Top of Data

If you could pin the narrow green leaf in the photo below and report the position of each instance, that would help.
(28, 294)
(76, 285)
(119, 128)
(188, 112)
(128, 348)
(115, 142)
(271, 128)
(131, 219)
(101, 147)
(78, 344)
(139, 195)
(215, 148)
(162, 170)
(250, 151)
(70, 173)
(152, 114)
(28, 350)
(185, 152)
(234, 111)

Bottom of Data

_Your instructions_. Give back the material in full, word for word.

_Response_.
If you could pin the narrow green leaf in the photo below and report the position of each instance, that would help.
(28, 294)
(76, 285)
(119, 128)
(188, 112)
(128, 348)
(115, 142)
(271, 128)
(131, 219)
(101, 147)
(78, 344)
(139, 195)
(215, 148)
(162, 170)
(250, 151)
(70, 173)
(152, 114)
(28, 350)
(185, 152)
(234, 111)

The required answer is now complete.